§ **Exercise prompt**: Please retype, character for character, the portion of the entries below that runs from the line containing "mirror above? Mark it with a dot." to the last line.

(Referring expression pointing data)
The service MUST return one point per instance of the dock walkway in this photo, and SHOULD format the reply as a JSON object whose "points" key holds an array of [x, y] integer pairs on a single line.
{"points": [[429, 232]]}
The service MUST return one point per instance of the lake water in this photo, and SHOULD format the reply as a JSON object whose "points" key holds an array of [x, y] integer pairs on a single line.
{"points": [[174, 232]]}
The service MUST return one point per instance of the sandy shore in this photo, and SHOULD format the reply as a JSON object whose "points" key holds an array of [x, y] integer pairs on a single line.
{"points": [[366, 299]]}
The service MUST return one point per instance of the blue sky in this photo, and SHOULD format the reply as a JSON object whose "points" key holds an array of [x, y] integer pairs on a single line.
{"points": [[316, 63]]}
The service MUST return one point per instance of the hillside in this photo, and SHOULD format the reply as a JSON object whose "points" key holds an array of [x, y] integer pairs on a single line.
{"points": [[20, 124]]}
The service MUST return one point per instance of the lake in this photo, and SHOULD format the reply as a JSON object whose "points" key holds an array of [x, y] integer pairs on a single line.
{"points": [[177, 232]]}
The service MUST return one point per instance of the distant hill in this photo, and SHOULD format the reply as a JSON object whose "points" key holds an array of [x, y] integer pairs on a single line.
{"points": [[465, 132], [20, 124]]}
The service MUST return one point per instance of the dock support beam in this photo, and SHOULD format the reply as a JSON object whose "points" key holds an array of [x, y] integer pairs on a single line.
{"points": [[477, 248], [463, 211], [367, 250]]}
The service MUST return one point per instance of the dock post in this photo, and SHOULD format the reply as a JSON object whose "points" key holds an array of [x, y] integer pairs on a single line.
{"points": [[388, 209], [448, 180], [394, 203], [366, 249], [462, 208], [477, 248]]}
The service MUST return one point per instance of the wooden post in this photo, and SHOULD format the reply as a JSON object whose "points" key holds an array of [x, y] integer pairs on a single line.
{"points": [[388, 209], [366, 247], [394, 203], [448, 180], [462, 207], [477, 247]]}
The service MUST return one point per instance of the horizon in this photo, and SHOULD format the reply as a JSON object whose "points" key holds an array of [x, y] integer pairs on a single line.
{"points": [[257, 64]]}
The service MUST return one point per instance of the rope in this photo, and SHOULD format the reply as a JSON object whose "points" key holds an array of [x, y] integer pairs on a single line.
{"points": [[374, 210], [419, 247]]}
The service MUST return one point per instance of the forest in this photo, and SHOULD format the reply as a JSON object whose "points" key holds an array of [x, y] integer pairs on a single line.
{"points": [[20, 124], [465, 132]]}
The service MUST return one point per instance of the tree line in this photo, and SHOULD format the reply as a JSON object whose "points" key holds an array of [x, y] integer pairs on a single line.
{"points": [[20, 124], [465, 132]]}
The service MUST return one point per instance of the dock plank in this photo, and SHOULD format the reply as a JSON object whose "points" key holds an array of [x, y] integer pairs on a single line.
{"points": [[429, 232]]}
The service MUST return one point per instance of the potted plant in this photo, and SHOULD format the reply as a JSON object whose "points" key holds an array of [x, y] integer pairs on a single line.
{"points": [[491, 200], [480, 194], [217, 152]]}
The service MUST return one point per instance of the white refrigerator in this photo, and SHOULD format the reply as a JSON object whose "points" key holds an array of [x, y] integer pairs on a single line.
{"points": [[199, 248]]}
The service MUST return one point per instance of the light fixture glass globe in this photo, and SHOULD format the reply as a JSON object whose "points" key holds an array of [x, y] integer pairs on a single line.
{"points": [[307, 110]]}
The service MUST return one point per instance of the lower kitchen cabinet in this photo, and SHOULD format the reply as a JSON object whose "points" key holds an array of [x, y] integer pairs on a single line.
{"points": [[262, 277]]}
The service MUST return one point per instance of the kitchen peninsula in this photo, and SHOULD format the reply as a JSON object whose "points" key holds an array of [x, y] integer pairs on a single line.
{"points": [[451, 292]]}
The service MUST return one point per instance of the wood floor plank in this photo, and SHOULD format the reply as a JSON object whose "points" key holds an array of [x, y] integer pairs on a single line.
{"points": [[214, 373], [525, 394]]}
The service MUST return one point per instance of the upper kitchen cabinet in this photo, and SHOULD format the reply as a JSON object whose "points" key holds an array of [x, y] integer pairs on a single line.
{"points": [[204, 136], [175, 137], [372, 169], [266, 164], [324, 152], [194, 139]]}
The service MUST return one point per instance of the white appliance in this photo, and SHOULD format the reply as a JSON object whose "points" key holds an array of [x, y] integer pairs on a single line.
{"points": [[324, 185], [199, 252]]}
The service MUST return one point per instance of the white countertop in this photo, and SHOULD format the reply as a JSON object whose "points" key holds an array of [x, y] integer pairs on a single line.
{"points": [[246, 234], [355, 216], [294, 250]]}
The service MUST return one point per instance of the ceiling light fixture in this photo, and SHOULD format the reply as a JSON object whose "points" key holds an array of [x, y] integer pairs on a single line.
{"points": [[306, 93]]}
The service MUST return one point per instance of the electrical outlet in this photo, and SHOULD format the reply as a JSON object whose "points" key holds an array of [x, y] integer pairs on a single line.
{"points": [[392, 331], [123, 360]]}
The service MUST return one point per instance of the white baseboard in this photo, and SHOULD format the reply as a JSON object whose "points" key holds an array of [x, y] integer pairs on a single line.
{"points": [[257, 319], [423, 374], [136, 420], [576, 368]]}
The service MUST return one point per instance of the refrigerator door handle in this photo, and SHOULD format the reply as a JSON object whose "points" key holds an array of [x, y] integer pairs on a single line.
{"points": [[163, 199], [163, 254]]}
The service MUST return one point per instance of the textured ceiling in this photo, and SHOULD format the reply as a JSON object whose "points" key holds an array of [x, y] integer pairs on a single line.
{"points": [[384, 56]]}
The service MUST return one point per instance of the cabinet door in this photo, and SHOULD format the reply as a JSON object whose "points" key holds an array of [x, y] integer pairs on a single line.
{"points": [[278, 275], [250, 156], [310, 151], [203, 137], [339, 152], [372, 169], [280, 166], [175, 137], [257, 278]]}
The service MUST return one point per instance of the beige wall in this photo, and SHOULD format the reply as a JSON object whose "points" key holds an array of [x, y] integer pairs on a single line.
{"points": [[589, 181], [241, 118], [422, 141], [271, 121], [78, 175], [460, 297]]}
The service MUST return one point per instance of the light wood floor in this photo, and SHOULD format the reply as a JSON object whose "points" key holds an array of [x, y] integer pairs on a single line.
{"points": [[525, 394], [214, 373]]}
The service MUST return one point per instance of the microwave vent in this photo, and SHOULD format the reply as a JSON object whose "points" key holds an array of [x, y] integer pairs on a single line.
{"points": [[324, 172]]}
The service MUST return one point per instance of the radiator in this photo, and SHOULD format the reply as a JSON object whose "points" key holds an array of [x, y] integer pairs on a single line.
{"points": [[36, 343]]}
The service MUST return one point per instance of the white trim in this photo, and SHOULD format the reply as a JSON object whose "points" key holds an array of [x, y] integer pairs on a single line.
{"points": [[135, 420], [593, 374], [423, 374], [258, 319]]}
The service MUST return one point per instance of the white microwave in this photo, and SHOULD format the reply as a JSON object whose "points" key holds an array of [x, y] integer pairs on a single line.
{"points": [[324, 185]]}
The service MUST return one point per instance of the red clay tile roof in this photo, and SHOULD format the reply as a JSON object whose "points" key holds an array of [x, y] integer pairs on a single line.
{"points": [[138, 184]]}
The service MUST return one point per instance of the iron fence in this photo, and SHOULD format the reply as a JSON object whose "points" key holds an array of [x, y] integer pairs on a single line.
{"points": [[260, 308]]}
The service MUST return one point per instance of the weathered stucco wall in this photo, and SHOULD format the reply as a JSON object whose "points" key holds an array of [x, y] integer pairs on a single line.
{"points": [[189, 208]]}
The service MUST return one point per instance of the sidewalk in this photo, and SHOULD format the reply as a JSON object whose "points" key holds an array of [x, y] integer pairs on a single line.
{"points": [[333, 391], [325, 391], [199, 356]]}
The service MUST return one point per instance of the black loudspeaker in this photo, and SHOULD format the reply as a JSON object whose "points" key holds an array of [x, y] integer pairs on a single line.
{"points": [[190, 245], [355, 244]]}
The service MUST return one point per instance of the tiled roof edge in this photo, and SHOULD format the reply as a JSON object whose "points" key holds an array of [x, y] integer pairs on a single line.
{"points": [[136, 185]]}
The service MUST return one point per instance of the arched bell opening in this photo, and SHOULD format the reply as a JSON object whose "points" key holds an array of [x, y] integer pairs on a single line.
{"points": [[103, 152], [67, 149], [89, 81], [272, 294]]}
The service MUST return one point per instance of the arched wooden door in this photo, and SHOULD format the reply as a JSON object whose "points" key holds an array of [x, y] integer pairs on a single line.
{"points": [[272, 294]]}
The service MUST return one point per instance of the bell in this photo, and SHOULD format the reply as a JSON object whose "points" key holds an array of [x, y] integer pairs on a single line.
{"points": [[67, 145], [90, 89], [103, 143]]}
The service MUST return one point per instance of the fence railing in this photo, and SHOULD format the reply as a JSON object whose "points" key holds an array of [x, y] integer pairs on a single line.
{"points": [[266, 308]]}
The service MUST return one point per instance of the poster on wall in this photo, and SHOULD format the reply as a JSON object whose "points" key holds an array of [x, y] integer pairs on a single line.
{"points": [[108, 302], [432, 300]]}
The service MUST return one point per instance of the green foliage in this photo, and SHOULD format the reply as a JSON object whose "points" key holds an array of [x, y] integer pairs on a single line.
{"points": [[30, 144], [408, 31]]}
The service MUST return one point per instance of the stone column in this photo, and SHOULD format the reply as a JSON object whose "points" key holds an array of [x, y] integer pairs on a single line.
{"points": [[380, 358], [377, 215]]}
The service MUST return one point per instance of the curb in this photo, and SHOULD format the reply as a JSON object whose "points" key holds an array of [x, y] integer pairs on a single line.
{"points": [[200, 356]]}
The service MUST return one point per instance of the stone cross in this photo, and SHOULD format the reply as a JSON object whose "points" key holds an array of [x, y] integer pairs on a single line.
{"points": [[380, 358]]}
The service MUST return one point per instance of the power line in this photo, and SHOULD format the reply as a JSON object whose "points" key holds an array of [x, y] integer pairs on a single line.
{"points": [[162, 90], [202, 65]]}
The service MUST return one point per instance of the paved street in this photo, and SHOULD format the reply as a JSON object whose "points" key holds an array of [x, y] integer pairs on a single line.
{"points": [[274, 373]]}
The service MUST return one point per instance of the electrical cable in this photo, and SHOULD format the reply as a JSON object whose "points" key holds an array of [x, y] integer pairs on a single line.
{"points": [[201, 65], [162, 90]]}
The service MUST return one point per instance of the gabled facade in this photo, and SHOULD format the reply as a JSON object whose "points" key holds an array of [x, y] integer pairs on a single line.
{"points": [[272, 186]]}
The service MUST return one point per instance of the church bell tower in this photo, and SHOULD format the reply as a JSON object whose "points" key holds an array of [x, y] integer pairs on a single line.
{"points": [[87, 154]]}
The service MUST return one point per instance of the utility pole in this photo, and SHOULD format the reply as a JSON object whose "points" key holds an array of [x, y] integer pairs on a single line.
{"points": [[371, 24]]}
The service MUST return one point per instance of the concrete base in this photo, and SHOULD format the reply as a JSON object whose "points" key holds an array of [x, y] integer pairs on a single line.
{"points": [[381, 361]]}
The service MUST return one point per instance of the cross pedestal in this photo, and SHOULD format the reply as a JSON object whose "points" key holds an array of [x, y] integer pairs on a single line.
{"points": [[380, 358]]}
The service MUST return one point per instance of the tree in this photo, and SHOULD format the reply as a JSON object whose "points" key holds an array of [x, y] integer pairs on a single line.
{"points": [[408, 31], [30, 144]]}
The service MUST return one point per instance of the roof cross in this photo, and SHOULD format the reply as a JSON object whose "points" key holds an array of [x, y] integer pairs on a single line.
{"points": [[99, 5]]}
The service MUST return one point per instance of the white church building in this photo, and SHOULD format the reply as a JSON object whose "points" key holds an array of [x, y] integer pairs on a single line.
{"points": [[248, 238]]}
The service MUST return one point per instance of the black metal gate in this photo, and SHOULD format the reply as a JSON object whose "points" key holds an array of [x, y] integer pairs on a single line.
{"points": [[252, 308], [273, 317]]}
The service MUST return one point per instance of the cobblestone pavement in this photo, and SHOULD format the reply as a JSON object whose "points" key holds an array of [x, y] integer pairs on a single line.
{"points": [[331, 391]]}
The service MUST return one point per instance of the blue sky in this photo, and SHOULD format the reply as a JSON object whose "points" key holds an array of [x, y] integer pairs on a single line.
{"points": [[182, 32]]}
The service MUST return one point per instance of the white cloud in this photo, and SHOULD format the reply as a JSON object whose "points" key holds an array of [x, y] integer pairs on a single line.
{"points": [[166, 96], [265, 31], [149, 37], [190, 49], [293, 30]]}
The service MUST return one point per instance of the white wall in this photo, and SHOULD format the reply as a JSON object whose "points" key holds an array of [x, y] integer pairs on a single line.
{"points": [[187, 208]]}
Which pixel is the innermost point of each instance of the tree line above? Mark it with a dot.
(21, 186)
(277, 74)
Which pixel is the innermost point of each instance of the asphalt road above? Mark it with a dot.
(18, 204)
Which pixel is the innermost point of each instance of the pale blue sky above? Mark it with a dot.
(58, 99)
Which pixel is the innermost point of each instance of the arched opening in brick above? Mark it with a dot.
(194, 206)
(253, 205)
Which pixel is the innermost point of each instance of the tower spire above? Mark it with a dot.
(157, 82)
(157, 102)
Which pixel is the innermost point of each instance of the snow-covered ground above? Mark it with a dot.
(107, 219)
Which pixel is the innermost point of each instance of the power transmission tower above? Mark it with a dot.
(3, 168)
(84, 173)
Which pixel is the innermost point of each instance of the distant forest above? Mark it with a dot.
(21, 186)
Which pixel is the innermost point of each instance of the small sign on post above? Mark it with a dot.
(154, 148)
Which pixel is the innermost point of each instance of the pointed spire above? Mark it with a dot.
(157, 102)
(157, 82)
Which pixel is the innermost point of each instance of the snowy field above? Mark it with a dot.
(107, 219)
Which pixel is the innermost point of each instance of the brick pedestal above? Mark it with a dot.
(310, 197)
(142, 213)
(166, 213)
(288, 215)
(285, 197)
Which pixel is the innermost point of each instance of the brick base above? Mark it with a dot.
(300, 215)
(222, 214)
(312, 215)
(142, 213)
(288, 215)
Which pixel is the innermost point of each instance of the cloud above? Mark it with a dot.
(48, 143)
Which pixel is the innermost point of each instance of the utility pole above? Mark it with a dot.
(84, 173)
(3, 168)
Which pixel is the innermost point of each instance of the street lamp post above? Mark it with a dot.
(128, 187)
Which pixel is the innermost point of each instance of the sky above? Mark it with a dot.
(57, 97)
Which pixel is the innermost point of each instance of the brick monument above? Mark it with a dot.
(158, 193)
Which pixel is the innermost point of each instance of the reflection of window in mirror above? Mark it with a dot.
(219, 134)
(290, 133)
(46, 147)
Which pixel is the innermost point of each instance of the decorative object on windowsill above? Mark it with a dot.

§ **Result for this task**:
Which pixel is the innermost point of each instance of the reflection of window in mirror above? Mark it with a dot.
(219, 134)
(290, 133)
(46, 147)
Which pixel is the innermost point of each instance of the decorative object on windowsill above? Mark it with a dot.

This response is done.